**JOB:**
Without altering anything, repeat each of the records.

─── PROVIDED RECORDS

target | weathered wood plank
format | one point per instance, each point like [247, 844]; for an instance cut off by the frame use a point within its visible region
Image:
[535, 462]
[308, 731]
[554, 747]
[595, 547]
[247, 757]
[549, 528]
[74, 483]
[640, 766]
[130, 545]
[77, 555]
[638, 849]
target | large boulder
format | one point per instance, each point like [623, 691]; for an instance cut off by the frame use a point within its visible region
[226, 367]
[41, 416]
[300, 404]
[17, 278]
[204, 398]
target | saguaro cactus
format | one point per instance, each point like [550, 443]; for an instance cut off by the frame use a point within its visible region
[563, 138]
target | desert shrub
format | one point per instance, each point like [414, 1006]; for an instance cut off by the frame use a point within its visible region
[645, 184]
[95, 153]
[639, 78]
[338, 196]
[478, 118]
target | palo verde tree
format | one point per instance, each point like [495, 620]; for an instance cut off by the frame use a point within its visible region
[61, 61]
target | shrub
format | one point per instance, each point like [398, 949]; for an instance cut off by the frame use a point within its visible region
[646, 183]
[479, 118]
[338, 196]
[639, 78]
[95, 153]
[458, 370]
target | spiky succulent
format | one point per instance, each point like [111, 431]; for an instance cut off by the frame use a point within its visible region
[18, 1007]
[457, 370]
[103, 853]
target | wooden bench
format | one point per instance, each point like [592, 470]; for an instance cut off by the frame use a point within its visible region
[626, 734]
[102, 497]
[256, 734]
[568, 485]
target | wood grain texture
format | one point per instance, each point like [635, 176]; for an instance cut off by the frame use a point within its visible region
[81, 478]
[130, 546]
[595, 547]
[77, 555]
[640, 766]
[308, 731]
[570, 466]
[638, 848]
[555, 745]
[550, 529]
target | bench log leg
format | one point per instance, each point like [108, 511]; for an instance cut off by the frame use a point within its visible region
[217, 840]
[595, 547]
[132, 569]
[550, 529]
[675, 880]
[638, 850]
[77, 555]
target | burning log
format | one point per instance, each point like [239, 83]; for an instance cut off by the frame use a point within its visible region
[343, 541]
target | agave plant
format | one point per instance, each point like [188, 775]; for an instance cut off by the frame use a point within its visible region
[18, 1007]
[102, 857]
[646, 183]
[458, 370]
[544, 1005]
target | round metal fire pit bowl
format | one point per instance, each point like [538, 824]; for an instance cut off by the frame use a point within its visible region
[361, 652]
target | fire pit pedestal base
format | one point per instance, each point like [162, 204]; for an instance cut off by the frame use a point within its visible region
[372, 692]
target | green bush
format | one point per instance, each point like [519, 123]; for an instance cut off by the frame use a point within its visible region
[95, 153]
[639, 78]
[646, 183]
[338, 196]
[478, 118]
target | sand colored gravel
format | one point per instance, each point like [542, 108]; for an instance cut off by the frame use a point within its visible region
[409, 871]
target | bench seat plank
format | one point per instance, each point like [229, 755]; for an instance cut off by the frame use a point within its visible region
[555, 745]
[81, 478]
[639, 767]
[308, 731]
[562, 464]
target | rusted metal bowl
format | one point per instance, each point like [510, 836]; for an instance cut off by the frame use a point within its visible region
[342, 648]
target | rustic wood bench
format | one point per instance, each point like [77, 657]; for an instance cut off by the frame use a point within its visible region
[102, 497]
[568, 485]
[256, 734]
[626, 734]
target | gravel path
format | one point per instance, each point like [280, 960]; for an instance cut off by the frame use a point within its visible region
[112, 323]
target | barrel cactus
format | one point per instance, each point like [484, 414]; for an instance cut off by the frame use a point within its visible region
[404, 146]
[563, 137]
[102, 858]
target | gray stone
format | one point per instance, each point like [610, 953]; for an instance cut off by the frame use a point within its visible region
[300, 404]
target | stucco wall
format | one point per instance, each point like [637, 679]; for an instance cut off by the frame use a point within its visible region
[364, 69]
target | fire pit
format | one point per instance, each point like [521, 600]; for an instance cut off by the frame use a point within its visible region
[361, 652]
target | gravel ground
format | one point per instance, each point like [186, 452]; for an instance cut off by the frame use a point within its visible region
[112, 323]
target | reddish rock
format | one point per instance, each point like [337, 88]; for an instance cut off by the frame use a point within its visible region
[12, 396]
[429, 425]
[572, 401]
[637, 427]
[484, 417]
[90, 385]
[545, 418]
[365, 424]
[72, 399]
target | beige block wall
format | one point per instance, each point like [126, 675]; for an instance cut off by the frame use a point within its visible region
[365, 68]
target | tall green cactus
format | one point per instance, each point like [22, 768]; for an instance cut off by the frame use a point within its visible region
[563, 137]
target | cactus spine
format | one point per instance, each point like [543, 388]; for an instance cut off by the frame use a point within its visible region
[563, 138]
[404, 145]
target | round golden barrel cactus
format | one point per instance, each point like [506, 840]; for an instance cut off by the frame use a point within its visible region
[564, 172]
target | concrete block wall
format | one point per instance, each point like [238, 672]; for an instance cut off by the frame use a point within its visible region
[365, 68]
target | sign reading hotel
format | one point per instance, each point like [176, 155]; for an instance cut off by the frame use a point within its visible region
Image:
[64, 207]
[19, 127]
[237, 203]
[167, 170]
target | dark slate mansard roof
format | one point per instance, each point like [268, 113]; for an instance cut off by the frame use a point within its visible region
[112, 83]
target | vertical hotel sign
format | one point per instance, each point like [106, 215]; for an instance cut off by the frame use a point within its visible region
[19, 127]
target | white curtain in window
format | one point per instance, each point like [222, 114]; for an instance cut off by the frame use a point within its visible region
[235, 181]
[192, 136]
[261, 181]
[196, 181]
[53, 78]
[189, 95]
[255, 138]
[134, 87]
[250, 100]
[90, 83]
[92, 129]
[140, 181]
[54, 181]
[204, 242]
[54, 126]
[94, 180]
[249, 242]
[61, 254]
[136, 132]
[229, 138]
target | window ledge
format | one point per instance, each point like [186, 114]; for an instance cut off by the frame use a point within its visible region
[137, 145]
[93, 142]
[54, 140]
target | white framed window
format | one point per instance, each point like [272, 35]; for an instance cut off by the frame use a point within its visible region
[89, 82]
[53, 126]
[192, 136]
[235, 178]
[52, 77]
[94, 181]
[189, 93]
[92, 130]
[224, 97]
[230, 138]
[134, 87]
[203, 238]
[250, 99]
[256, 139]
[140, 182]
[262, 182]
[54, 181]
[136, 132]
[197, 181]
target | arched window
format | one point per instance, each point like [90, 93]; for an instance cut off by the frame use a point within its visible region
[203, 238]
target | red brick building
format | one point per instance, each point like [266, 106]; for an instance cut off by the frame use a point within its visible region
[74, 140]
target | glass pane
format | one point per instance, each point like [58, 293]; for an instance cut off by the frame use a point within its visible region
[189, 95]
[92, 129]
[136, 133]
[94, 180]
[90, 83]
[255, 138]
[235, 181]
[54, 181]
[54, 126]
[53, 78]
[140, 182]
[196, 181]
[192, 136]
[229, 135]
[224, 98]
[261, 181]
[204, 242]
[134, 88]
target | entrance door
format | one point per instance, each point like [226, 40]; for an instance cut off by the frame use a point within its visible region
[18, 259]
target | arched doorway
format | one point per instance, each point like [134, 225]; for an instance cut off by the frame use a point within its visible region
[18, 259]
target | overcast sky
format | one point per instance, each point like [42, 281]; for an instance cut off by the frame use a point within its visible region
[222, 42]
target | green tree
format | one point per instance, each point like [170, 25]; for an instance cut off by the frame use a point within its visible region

──────

**SOLUTION FOR THIS PROBLEM:**
target | weathered wood plank
format | one point per instance, each point like [247, 844]; for an instance cut off by the frame use a point within its visible region
Image:
[535, 462]
[308, 731]
[554, 747]
[595, 547]
[247, 757]
[549, 528]
[74, 483]
[640, 766]
[130, 545]
[77, 555]
[638, 849]
target | large boulder
format | one point per instance, each point like [623, 691]; for an instance cut off by the frame use a point within its visible region
[226, 367]
[41, 416]
[300, 404]
[17, 278]
[204, 398]
target | saguaro cactus
format | one point per instance, each point like [550, 443]; for an instance cut off by the frame use a point within its visible region
[563, 138]
target | desert shrub
format | one point per instance, each point like [414, 1006]; for an instance cut off by the frame use a point within its visible region
[645, 184]
[95, 153]
[639, 78]
[338, 196]
[478, 118]
target | palo verde tree
format | one point per instance, each point like [495, 620]; for an instance cut off by the frame use a point within its visible region
[61, 61]
target | shrub
format | one point per instance, each point like [398, 949]; for an instance cut off by the frame use a point within its visible region
[646, 183]
[479, 118]
[338, 196]
[639, 78]
[95, 153]
[458, 370]
target | spiky succulent
format | one point per instance, each point like [111, 431]; for an instance cut off by the frame use a point within its visible region
[18, 1007]
[457, 370]
[103, 853]
target | wooden bench
format | one point per instance, each point like [592, 470]; for an instance cut off by the frame use a point within its visible region
[626, 734]
[102, 497]
[256, 734]
[568, 485]
target | wood grain texture
format | one point per instance, each point like [635, 176]; for an instance cut off by the frame use a point within its visible region
[81, 478]
[130, 546]
[595, 547]
[77, 555]
[640, 766]
[308, 731]
[570, 466]
[638, 848]
[555, 745]
[550, 529]
target | bench log leg
format | one point per instance, each point like [108, 511]; for an instance cut off by the frame use a point within its visible region
[217, 840]
[595, 547]
[132, 569]
[550, 529]
[675, 880]
[638, 850]
[77, 555]
target | burning log
format | one point per instance, each point like [239, 83]; for an instance cut off by the frame use a point within its visible region
[343, 541]
target | agave plant
format | one point per instance, each point like [188, 775]; for an instance cut off by the frame use a point within its visible region
[18, 1007]
[102, 857]
[646, 183]
[458, 370]
[544, 1005]
target | round metal fire pit bowl
format | one point per instance, each point like [538, 824]; for an instance cut off by the frame use a point within its visible region
[361, 652]
target | fire pit pedestal base
format | one point per instance, each point like [162, 204]; for an instance cut off by the frame use a point within its visible region
[372, 692]
target | green bush
format | one point per instance, each point like [519, 123]; for an instance cut off by the frame use a point within its visible region
[95, 153]
[639, 78]
[646, 183]
[338, 196]
[478, 118]
target | sand colored gravel
format | one point per instance, each point like [542, 108]; for an instance cut off by the frame use a point within its visible region
[409, 871]
target | bench seat plank
format | one point per instance, each point like [229, 755]; for an instance cut off by the frame use a point within its visible region
[555, 745]
[81, 478]
[639, 767]
[308, 731]
[562, 464]
target | rusted metal bowl
format | one point per instance, each point like [510, 836]; for an instance cut off by the frame use a point within its visible region
[342, 648]
target | rustic wood bench
format | one point per instance, each point like [77, 657]; for an instance cut off by the frame use a point within its visible region
[102, 497]
[568, 485]
[256, 734]
[626, 734]
target | gravel path
format | one point per instance, each point like [280, 960]; for an instance cut off by the frame use a point within its visible region
[112, 323]
target | barrel cactus
format | one point per instance, each point like [484, 414]; for an instance cut off by the frame use a point within its visible region
[404, 146]
[563, 137]
[102, 858]
target | gray stone
format | one point per instance, each point like [610, 953]; for an instance cut off by the frame use a point within its visible region
[300, 404]
target | stucco wall
format | one point per instance, each point like [637, 679]; for an instance cut off by the frame use a point within its visible region
[364, 69]
target | fire pit
format | one point per instance, each point like [521, 600]; for an instance cut off by the frame use a point within its visible region
[361, 652]
target | gravel ground
format | one point per instance, each point like [186, 452]; for an instance cut off by the frame use a point within its visible region
[112, 323]
target | reddish rock
format | one point per instance, each point like [337, 88]; for an instance cut off by the frame use a point within its visible region
[12, 396]
[429, 425]
[572, 401]
[637, 427]
[484, 417]
[90, 385]
[545, 418]
[365, 424]
[72, 399]
target | beige block wall
format | one point per instance, each point like [126, 675]; for an instance cut off by the frame use a point within its visible region
[365, 68]
target | tall green cactus
format | one point per instance, each point like [22, 768]; for an instance cut off by the frame use a point within its visible region
[563, 137]
target | cactus spine
format | one point per instance, each point like [543, 388]; for an instance cut off by the frame use a point within its visible region
[563, 138]
[404, 145]
target | round golden barrel cactus
format | one point per instance, each point like [506, 840]; for an instance cut off by the frame use a point within its visible region
[564, 172]
target | concrete block wall
format | one point per instance, each point like [238, 672]; for an instance cut off by the frame use a point within its visible region
[365, 68]
target | sign reading hotel
format | one point per instance, each point like [176, 155]; for an instance cut off by the frame use a point within its visible region
Image:
[64, 207]
[19, 127]
[237, 203]
[167, 170]
target | dark slate mansard roof
format | one point per instance, each point like [268, 113]; for an instance cut off by the frame use a point within its visible region
[112, 83]
target | vertical hotel sign
format | one point per instance, each point like [106, 215]; for an instance cut off by the frame use a point within its visible region
[19, 127]
target | white curtain in window
format | one point per instance, each point like [222, 114]; for an instance cut off by the frame use a point within its visible region
[235, 181]
[192, 136]
[261, 181]
[196, 181]
[53, 78]
[189, 95]
[255, 138]
[134, 87]
[250, 100]
[90, 83]
[92, 129]
[140, 181]
[54, 181]
[204, 242]
[54, 126]
[94, 180]
[249, 242]
[61, 254]
[136, 132]
[229, 138]
target | window ledge
format | one point per instance, each point like [186, 114]; for an instance cut off by the frame use a point within its visible region
[137, 145]
[93, 142]
[54, 140]
target | white framed window
format | one point per instance, each point like [272, 35]; for an instance cut off by the frame use a point within its visible region
[89, 82]
[53, 126]
[192, 136]
[235, 178]
[52, 77]
[94, 181]
[189, 93]
[92, 130]
[224, 97]
[230, 138]
[134, 87]
[203, 238]
[250, 99]
[256, 139]
[140, 182]
[262, 182]
[54, 181]
[136, 132]
[197, 181]
target | arched window
format | one point per instance, each point like [90, 93]; for an instance cut off by the frame use a point within its visible region
[203, 238]
target | red brick building
format | one point per instance, each point like [266, 106]; for an instance cut off by the frame use a point within its visible region
[74, 140]
target | glass pane
format | one point per instance, each point like [58, 293]; for an instance cut off by the frame use a point within its visible region
[189, 95]
[92, 129]
[136, 133]
[94, 180]
[90, 83]
[255, 138]
[235, 181]
[54, 181]
[54, 126]
[53, 78]
[140, 182]
[196, 181]
[192, 136]
[229, 135]
[224, 98]
[261, 181]
[204, 242]
[134, 88]
target | entrance door
format | one point per instance, each point like [226, 40]; for an instance cut off by the frame use a point within its visible region
[18, 259]
target | arched doorway
format | one point per instance, each point like [134, 225]; for an instance cut off by the frame use a point within its visible region
[18, 259]
target | overcast sky
format | one point per instance, each point like [42, 281]; for an instance cut off by the frame use a point within its visible region
[222, 42]
target | green tree
format | one point per instance, each point like [170, 25]; for an instance cut off by the frame use a point within its visible region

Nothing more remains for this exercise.